# Source:
Offrandes

Publié le par Carole

tombe prévert omonville
 
A Omonville-la-Petite où Jacques Prévert s'était installé pour mourir, je suis allée rendre visite à l'autre maison du poète, à la calme demeure qu'il s'était choisie, dans le petit cimetière que veille, en bergère grise, une ancienne chapelle à cape de granit.
Rien d'autre sur la tombe que cette pierre plantée comme un menhir dans un parterre de fleurs, ornée de grandes lettres vertes et sveltes qui ont l'air de chanter en marchant d'un bon pas.
- Ce n'est pas la tombe d'un mort, me suis-je dit, c'est la borne fleurie d'un chemin de vivant.
 
En m'approchant j'ai vu sur la pierre le grand chapeau d'offrandes dont l'ont coiffé jour après jour les pèlerins de poésie - pétales d'hortensias, grands coeurs de marguerites, coquilles de La Hague et galets de la Manche, grains bleuis de nuages, petits cailloux de la vague.

# Enregistrements:
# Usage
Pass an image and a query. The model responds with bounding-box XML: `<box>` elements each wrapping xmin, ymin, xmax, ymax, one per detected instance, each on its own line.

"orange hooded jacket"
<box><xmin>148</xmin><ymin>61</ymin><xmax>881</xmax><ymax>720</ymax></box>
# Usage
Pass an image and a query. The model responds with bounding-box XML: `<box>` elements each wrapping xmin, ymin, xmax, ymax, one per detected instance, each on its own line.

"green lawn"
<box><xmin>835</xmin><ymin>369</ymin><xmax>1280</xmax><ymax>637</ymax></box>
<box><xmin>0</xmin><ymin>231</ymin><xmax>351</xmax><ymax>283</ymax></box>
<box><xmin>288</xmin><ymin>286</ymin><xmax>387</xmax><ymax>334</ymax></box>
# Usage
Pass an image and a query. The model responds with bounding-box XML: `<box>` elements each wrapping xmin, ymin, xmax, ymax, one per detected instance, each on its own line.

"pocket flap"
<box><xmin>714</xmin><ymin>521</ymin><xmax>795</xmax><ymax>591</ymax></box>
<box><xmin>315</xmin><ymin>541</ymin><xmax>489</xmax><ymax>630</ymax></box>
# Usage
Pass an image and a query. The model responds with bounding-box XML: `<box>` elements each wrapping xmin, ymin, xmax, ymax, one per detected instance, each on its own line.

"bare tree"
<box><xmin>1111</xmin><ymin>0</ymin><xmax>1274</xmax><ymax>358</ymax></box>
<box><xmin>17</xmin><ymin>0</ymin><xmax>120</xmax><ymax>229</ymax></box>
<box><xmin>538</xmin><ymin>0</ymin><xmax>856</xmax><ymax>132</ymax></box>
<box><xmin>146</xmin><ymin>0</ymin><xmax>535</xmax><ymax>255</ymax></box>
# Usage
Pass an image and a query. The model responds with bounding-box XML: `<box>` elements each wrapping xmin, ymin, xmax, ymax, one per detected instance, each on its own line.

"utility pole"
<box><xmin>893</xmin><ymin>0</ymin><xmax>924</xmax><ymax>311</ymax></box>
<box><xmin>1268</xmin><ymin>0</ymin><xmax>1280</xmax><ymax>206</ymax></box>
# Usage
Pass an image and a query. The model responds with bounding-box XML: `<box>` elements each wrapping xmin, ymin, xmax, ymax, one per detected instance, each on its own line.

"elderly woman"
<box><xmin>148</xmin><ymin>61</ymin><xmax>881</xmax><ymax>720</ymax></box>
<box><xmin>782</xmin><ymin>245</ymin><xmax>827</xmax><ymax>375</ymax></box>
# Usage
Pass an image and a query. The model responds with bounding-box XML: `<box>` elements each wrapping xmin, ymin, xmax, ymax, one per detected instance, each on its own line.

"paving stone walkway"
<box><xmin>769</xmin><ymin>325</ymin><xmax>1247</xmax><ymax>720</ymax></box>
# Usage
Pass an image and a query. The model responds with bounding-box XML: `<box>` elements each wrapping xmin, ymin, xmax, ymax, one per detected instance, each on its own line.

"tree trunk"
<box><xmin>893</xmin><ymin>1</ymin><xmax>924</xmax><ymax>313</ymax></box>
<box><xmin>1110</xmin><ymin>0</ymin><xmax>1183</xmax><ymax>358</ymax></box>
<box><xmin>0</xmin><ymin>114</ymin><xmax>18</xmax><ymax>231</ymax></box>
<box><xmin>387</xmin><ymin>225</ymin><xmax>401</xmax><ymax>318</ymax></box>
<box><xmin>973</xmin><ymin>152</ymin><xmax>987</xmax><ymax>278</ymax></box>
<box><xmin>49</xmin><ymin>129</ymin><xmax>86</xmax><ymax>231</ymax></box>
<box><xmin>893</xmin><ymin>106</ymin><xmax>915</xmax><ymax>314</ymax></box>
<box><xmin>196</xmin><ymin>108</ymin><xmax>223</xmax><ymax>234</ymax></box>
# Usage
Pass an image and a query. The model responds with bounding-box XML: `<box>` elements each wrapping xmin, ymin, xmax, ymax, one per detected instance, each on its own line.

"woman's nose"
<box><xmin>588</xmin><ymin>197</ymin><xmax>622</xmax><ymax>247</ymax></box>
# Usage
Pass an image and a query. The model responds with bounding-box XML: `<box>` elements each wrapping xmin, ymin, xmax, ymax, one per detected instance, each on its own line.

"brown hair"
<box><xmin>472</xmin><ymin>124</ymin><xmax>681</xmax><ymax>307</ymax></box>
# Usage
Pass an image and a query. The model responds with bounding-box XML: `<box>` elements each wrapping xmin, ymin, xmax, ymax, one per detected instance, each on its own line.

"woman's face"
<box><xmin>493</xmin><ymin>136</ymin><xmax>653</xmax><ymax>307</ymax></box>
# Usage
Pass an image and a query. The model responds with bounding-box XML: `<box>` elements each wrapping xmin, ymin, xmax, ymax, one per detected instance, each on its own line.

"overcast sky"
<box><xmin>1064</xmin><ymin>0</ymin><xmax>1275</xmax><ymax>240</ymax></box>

# Consignes:
**a.** Reproduisez le passage du texte sur la tombe de Prévert qui commence par "A Omonville-la-Petite où" et se poursuit jusqu'à "cape de granit.".
**b.** D'après le texte sur la tombe de Prévert, de quelle couleur sont les lettres gravées sur la pierre ?
**c.** Prolongez le texte sur la tombe de Prévert à la suite de sa dernière phrase.

# Réponses dans l'ordre:
**a.**
A Omonville-la-Petite où Jacques Prévert s'était installé pour mourir, je suis allée rendre visite à l'autre maison du poète, à la calme demeure qu'il s'était choisie, dans le petit cimetière que veille, en bergère grise, une ancienne chapelle à cape de granit.

**b.** Elles sont vertes.

**c.**
- Ceux qui sont venus là, ai-je pensé, ont bien lu le poète.
 
Des passants pitoyables avaient aussi orné de quelques présents plus menus la tombe voisine et bien moins haute de Janine, la compagne si souvent décriée.
- Ceux-là, ai-je pensé, ajoutant un pétale, l'ont encore bien mieux lu.
Ils n'ont pas oublié l'amour dur et qui dure, la tendresse longtemps gardée. Ils l'ont deviné, sous la terre, le noeud ligneux des vieilles mains qui se joignent et se serrent, quand il fait froid, quand il fait noir, quand il fait détresse et souffrance, quand il fait presque mort. Ils l'ont compris, l'amour "têtu comme une bourrique", qui fait grandir comme les fleurs, comme la mer et comme les falaises, ces paroles humaines qu'on nomme poésie.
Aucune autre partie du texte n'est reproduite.